__読んで応用__.
(a) アンプラーグに関する抜粋によると、血小板が原因でできる白色血栓はどのような血管で起こりますか？
(b) アンプラーグに関する抜粋の、「血栓と聞いても、あまりなじみ」から始まり「筋梗塞や脳梗塞に発展します。」で終わる部分を、「フィブリン」を「線維素」に変えて書き換えてください。

__読解用抜粋__.
-----
抗血小板薬として使用されるアンプラーグ[サルポグレラート]の作用機序、特徴、副作用について解説しています。
アンプラーグ[サルポグレラート]:抗血小板(抗血栓)薬
アンプラーグ[サルポグレラート]は血栓・塞栓、血流障害で使用される治療薬です。
血栓と聞いても、あまりなじみがないかもしれませんが、いわゆる血液の一部が固まり、血液が詰まることです。
心房細動によって血栓ができたり、狭心症や心筋梗塞の治療にステントを留置した後も血栓ができやすくなります。
血栓を放っておくと、心筋梗塞や脳梗塞、肺塞栓などを引き起こします。
心筋梗塞や脳梗塞、肺塞栓は死に至る可能性が非常に高いため、早期からの予防・治療が必要となるのです。
血栓ができる原因
血栓には2つのタイプがあります。
血小板が原因でできる白色血栓と、フィブリンが原因でできる赤色血栓です。
血小板が原因の白色血栓は、流れが速く血管が傷つきやすい動脈で起こり、心筋梗塞や脳梗塞に発展します。
白色血栓は、高血圧や高脂血症など、血管が傷つきやすい状態が原因となります。
フィブリンが原因でできる赤色血栓は、流れの遅い静脈で起こり、肺塞栓や深部静脈血栓に発展します。
赤色血栓は、手術の後や飛行機など長時間同じ姿勢を取るなど、血流が悪い状態が原因となります。
やっくん
血小板やフィブリンは、いずれも出血した際の止血に欠かせない物質ですが、プラークが傷ついたり、血流が悪くなると血栓を引き起こすのです。
-----
__提示情報__.

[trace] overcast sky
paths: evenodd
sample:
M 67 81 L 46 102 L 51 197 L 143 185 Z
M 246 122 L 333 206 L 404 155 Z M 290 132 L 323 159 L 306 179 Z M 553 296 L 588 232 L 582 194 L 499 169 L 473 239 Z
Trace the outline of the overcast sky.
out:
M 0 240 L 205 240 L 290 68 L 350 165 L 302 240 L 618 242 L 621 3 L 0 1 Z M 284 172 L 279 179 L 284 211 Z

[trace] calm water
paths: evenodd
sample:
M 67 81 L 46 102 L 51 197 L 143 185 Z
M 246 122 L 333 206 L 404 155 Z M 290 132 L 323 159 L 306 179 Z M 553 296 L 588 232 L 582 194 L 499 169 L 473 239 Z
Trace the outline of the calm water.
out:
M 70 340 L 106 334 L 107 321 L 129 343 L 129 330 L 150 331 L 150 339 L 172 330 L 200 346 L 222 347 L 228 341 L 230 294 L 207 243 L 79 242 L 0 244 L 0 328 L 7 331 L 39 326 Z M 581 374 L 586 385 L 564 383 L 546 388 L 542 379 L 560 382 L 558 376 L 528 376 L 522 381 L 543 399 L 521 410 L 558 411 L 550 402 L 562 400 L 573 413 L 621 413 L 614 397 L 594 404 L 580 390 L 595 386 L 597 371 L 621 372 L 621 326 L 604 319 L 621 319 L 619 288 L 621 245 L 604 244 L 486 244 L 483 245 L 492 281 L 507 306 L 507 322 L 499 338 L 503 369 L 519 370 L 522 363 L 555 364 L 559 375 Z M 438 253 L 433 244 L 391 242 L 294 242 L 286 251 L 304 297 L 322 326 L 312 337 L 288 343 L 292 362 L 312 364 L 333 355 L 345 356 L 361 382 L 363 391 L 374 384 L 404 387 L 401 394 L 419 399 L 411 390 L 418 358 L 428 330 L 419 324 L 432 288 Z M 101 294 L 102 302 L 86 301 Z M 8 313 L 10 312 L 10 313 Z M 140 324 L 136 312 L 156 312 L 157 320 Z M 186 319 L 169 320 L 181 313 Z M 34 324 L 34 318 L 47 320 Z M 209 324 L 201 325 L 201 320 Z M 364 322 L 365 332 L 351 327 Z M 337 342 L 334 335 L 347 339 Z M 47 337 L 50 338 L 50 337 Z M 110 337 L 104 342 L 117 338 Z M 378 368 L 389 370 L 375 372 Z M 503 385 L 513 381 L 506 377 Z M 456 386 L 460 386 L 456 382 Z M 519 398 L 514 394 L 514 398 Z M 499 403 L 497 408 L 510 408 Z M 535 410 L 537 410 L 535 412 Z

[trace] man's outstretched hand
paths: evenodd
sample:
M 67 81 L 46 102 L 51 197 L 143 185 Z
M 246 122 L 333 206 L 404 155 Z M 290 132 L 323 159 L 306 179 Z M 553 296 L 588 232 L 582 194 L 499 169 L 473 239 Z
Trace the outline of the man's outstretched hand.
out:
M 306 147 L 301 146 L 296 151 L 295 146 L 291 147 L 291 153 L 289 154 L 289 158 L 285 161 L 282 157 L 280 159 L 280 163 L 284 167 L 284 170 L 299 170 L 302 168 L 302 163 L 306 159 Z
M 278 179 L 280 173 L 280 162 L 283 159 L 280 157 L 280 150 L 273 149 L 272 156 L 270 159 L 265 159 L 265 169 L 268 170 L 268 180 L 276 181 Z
-----
__解答一覧__.
(a) 流れが速く血管が傷つきやすい動脈で起こります。

(b)
血栓と聞いても、あまりなじみがないかもしれませんが、いわゆる血液の一部が固まり、血液が詰まることです。
心房細動によって血栓ができたり、狭心症や心筋梗塞の治療にステントを留置した後も血栓ができやすくなります。
血栓を放っておくと、心筋梗塞や脳梗塞、肺塞栓などを引き起こします。
心筋梗塞や脳梗塞、肺塞栓は死に至る可能性が非常に高いため、早期からの予防・治療が必要となるのです。
血栓ができる原因
血栓には2つのタイプがあります。
血小板が原因でできる白色血栓と、線維素が原因でできる赤色血栓です。
血小板が原因の白色血栓は、流れが速く血管が傷つきやすい動脈で起こり、心筋梗塞や脳梗塞に発展します。